▶ _THE PROBLEM_:
In the entries below, find the line with "Query: orange-brown stained rock" and the line with "the hillside, each"; copy them and every line between them exactly, but not the pictures.

▶ _EXTRACTED INFORMATION_:
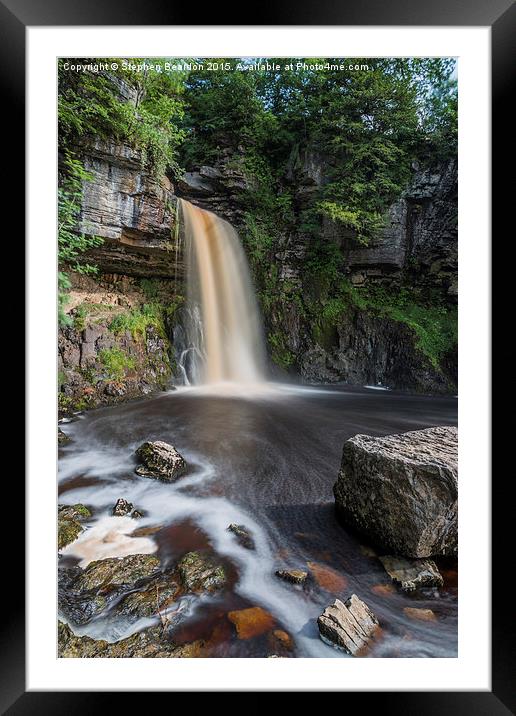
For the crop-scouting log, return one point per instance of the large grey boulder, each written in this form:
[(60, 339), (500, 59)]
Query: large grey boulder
[(401, 490), (161, 461)]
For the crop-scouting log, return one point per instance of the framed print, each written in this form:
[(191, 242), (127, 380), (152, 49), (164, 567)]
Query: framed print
[(258, 267)]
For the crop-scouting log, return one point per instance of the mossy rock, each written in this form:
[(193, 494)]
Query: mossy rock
[(67, 532), (116, 572), (200, 573), (149, 643), (73, 512), (160, 460), (69, 525), (62, 438), (157, 596)]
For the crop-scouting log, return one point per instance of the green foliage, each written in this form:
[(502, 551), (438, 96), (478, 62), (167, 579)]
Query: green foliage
[(280, 353), (116, 362), (138, 320), (71, 243), (92, 104), (63, 286)]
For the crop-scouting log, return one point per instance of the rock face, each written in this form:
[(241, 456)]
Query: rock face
[(421, 232), (242, 535), (138, 218), (401, 490), (349, 626), (133, 212), (160, 460), (365, 349), (418, 248), (149, 643), (412, 574), (102, 365)]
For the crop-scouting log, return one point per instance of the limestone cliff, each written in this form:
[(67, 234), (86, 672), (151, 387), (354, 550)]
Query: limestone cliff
[(137, 217)]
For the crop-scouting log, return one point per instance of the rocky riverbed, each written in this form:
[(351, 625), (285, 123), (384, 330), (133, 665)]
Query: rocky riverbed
[(194, 525)]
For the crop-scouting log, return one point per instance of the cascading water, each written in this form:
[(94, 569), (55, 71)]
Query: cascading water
[(225, 341)]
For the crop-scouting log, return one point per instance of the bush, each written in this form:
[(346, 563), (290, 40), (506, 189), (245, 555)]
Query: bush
[(116, 362)]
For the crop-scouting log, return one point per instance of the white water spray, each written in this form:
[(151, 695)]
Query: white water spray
[(224, 332)]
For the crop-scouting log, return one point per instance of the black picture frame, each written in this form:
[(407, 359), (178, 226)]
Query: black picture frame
[(500, 15)]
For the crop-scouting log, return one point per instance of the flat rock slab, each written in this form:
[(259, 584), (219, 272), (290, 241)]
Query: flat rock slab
[(243, 535), (401, 490), (161, 461), (294, 576), (412, 574), (348, 626), (327, 577)]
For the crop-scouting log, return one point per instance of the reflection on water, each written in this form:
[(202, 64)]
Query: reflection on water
[(267, 459)]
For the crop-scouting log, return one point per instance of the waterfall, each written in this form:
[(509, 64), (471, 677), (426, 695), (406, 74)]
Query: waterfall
[(225, 340)]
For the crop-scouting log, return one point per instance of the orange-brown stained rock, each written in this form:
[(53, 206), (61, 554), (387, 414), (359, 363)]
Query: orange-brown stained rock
[(424, 615), (145, 531), (327, 578), (281, 637), (384, 590), (251, 622)]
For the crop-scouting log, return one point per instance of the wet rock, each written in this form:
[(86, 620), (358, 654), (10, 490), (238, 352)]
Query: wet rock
[(146, 531), (401, 490), (424, 615), (412, 574), (281, 640), (122, 507), (62, 438), (348, 626), (294, 576), (201, 573), (327, 578), (116, 572), (160, 460), (84, 593), (149, 643), (158, 595), (242, 535), (69, 525), (251, 622), (67, 532)]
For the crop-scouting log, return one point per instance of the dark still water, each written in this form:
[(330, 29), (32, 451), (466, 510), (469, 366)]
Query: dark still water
[(267, 460)]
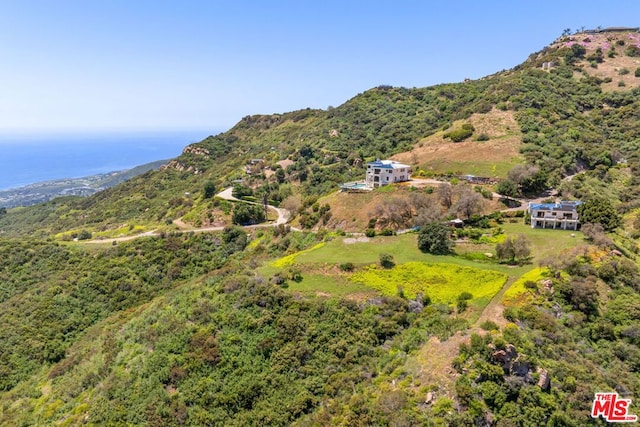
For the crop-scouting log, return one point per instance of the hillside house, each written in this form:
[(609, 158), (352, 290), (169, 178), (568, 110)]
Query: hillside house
[(561, 215), (383, 172)]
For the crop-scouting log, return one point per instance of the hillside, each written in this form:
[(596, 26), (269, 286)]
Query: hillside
[(489, 323)]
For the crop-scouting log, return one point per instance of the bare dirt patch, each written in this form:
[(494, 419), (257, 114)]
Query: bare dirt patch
[(610, 68), (437, 154)]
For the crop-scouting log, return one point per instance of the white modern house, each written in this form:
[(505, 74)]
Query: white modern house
[(383, 172), (561, 215)]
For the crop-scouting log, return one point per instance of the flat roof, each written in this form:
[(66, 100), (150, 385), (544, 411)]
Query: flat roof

▶ _SOLUTION TO THIS EXERCISE_:
Query: orange-brown stained rock
[(424, 615), (145, 531), (327, 578), (281, 637), (384, 590), (251, 622)]
For the crop-scouting log, return one point per instance of the wet rock, each written in this form:
[(86, 620), (358, 654), (10, 490), (238, 352)]
Query: wet rock
[(146, 531), (401, 490), (424, 615), (412, 574), (281, 640), (122, 507), (62, 438), (348, 626), (294, 576), (201, 573), (327, 578), (116, 572), (160, 460), (84, 593), (149, 643), (158, 595), (242, 535), (69, 525), (251, 622), (67, 532)]
For the crop-scouting log, return one point per instance of the dark still water, each written in this form:
[(330, 29), (32, 451), (466, 510), (469, 366)]
Query: dark still water
[(267, 460)]
For the crop-scouting log, return one point per instance of the hillside house, each written in this form:
[(609, 158), (352, 290), (169, 178), (568, 110)]
Query: hillside house
[(561, 215), (383, 172)]
For the crop-scouting log, return one point per instance of the hillside, each written in this form:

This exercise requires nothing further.